Reducing ingestion sampling rates will impact any **count** type metric. **Distribution** type metrics, for instance `duration` measures, are not impacted as the sampling is mostly uniform, the distribution of latencies remains representative of the traffic.

#### Monitors{% #monitors %}

Any **metric** monitor using metrics from spans is impacted by ingestion volume reduction. Metric monitors based on **trace.\_\_** metrics will remain accurate, because these metrics are calculated based on 100% of the traffic.

Count-based [**Trace analytics**](https://docs.datadoghq.com/monitors/types/apm/?tab=analytics) monitors are impacted as well. Check if you have trace analytics monitors created by looking for `type:trace-analytics` monitors in the manage monitors page.

## Assess your services' ingestion configuration{% #assess-your-services-ingestion-configuration %}

To assess the current state of applications' instrumentation, leverage the [Trace Ingestion Control page](https://docs.datadoghq.com/tracing/trace_pipeline/ingestion_controls) that provides detailed information on agent and tracing library configuration.

Point placement records
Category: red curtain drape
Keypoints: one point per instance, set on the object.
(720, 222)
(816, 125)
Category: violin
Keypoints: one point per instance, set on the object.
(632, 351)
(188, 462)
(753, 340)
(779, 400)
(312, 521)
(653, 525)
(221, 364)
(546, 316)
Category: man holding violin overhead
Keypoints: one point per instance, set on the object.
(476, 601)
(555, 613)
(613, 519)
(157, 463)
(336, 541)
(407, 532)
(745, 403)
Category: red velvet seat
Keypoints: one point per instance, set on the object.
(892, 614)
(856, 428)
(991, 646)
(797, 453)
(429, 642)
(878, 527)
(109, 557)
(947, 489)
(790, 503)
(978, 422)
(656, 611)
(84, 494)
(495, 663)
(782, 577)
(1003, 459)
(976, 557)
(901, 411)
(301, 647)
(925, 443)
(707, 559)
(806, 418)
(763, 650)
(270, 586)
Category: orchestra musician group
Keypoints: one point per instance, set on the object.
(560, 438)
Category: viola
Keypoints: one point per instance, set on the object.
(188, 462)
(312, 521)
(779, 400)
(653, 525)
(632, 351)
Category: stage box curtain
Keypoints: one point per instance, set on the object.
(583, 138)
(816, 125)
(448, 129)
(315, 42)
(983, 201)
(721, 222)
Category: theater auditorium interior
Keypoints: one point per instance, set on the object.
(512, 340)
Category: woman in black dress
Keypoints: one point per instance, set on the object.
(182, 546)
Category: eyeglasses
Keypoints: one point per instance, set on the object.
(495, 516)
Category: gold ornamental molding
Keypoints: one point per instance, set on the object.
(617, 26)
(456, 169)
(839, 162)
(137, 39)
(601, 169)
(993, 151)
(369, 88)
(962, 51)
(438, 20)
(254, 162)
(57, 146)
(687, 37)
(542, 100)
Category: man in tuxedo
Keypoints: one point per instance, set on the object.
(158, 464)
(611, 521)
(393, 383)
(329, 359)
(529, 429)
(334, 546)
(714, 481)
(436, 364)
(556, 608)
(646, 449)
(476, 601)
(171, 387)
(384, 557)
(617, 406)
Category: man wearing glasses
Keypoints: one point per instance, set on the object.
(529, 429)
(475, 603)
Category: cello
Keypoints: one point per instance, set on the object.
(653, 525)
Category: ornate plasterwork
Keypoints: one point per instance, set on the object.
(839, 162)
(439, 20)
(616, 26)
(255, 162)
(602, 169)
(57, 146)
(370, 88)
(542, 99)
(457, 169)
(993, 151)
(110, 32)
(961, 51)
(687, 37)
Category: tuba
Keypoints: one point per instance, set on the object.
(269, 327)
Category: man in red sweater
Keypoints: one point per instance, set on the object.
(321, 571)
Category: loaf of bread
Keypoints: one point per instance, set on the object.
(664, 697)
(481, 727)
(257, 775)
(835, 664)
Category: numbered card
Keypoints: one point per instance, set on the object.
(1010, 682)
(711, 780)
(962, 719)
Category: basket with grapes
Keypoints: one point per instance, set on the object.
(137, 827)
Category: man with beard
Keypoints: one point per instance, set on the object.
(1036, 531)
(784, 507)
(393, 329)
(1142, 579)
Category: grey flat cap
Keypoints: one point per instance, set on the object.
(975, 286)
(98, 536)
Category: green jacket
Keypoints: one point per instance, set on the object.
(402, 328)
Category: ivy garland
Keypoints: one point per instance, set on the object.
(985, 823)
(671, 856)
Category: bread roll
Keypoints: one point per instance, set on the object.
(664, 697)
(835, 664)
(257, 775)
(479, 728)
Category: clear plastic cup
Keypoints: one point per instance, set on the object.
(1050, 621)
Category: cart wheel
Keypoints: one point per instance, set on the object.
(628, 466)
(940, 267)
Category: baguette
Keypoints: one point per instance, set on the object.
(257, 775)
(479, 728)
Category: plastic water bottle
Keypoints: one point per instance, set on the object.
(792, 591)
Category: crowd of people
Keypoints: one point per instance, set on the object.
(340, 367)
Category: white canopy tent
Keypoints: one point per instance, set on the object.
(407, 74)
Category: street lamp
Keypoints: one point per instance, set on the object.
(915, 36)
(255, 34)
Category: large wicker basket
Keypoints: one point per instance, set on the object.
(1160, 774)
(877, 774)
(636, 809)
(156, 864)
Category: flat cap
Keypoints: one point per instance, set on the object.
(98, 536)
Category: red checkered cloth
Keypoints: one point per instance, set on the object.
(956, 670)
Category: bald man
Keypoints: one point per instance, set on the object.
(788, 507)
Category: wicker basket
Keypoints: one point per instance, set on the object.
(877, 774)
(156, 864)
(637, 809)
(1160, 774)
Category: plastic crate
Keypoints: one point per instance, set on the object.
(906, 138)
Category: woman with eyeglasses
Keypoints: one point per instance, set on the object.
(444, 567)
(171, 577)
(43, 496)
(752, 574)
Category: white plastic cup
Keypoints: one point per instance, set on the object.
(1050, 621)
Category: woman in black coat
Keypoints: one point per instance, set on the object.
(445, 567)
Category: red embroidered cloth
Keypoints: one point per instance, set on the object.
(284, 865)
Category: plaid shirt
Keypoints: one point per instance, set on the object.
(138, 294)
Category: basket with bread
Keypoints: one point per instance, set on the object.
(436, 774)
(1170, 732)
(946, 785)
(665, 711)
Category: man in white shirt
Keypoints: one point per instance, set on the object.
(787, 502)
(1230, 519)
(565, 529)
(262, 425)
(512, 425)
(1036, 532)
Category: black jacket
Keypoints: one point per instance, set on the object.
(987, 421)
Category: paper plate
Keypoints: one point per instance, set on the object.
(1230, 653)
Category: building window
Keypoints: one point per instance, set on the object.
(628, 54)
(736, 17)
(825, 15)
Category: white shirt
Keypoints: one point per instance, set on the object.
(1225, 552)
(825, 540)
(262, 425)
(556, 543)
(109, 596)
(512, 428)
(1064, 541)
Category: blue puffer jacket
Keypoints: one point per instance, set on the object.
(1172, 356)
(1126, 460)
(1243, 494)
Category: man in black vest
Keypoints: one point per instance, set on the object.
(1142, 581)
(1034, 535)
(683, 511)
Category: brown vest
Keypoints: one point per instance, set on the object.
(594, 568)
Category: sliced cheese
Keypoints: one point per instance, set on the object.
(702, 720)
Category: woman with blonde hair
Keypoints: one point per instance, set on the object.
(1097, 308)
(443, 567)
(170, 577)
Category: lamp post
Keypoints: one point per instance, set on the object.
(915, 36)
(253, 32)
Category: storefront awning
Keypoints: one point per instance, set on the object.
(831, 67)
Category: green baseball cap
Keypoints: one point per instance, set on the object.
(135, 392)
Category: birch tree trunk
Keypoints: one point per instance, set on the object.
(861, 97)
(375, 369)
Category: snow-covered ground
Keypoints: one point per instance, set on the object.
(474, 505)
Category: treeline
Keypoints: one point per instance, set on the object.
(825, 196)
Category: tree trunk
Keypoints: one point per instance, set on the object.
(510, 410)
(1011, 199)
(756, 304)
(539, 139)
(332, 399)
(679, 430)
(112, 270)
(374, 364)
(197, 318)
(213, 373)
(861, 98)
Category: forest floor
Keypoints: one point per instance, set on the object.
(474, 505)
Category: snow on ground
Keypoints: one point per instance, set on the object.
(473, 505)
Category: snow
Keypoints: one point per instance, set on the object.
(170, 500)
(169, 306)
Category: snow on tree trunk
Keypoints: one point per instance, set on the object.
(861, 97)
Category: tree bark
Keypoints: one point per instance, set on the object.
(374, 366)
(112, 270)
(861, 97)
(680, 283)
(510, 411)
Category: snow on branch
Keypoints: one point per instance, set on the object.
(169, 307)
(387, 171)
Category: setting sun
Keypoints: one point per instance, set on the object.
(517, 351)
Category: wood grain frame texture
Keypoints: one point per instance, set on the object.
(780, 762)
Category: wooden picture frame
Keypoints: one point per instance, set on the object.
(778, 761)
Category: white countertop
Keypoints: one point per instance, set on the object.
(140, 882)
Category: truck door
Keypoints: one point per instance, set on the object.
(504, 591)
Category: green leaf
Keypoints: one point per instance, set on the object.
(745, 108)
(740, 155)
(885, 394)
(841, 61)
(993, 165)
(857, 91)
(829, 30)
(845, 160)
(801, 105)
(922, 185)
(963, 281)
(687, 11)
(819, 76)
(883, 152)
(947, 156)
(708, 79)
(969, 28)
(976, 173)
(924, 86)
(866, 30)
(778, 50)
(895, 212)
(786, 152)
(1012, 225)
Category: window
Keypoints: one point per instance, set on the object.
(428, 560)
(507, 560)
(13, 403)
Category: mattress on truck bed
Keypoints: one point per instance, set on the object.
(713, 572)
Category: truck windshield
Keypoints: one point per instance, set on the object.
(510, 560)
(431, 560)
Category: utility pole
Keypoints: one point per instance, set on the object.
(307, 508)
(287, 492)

Tasks and exercises:
1) In the text on ingestion sampling, what should you search for on the manage monitors page to check whether trace analytics monitors exist?
2) For the text on ingestion sampling, decide whether each statement below agrees with it. Answer yes or no, and quote the words that settle it.
(a) Reducing ingestion sampling rates affects distribution metrics such as duration measures.
(b) Count-based trace analytics monitors are affected by lower ingestion volume.
(c) The Trace Ingestion Control page gives detailed information on agent and tracing library configuration.
3) Extend the text on ingestion sampling, picking up after its final sentence.

Results of the tasks:
1) Monitors with `type:trace-analytics`.

2)
(a) No: "are not impacted as the sampling is mostly uniform"
(b) Yes: "monitors are impacted as well"
(c) Yes: "provides detailed information on agent and tracing library configuration"

3)
### Understanding if you are within your monthly ingestion allocation{% #understanding-if-you-are-within-your-monthly-ingestion-allocation %}

Use the ingestion monthly usage KPI to get an estimation of your usage compared to the monthly allocation of 150 GB of ingested spans per APM host (summed across all APM hosts).

{% image
   source="https://datadog-docs.imgix.net/images/tracing/guide/trace_ingestion_volume_control/ingestion_overage.b1db6c704216a7d9d1d3230f8932b2fb.png?auto=format"
   alt="Ingestion Overage KPI displaying 170 percent estimated monthly usage of 23.3 monthly available TB across all infrastructure" /%}

### Advanced APM usage investigation{% #advanced-apm-usage-investigation %}

The ingestion configuration can be investigated for each service. Click on a service row to see the Service Ingestion Summary, which surfaces:

- **Ingestion reason breakdown**: which [ingestion mechanism](https://docs.datadoghq.com/tracing/trace_pipeline/ingestion_mechanisms/) is responsible for the ingestion volume
- **Top sampling decision makers**: which upstream services are taking sampling decisions for the spans ingested in regards to the [default ingestion mechanism](https://docs.datadoghq.com/tracing/trace_pipeline/ingestion_mechanisms/#head-based-sampling)

An [out-of-the-box dashboard](https://docs.datadoghq.com/tracing/trace_pipeline/metrics/) is also available to get more insights on historical trends related to your ingestion usage and volume. Clone this dashboard to be able to edit widgets and perform further analysis.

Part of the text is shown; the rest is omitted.